++++ Information provided

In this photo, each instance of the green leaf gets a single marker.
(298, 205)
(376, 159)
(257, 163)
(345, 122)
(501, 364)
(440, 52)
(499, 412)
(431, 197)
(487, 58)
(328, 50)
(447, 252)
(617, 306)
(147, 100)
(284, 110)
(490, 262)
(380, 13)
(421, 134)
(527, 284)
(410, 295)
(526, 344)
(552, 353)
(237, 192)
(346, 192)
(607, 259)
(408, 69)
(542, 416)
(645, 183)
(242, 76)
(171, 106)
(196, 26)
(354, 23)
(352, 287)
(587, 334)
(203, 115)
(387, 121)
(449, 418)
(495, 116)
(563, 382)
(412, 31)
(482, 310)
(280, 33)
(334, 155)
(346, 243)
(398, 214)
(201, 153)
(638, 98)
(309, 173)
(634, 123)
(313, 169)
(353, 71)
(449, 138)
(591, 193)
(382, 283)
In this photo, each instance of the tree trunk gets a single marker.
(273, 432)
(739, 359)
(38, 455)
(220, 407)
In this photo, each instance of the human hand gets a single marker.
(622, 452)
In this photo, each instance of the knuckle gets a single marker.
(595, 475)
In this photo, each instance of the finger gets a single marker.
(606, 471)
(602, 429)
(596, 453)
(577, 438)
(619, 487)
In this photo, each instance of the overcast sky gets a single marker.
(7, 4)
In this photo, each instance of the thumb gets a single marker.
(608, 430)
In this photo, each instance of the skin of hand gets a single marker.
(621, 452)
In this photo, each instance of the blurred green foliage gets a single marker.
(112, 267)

++++++++

Write out everything from the line containing "In this photo, each instance of the finger" down to the end of the material, requests included, and offset each coordinate in the answers by adding 81 to it.

▶ Answer in full
In this photo, each instance of the finger gets a single marker.
(687, 552)
(683, 510)
(677, 534)
(658, 519)
(700, 568)
In this photo, each instance of the overcast sky gets a single marker.
(88, 85)
In this photo, each instance of the thumb gets a single marker.
(689, 511)
In this photo, each instance of the skin of hand gets a single marker.
(702, 533)
In this photo, each instance of the blurred green foliage gets a single marker.
(193, 348)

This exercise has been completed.